#### Exercise aim
In full and without deviation, reproduce the records that follow.

#### Entries provided
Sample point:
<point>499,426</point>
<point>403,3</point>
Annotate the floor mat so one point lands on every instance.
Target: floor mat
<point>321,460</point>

#### Response to the exercise
Sample point:
<point>499,426</point>
<point>403,3</point>
Annotate the floor mat so one point lands on every instance.
Target: floor mat
<point>321,460</point>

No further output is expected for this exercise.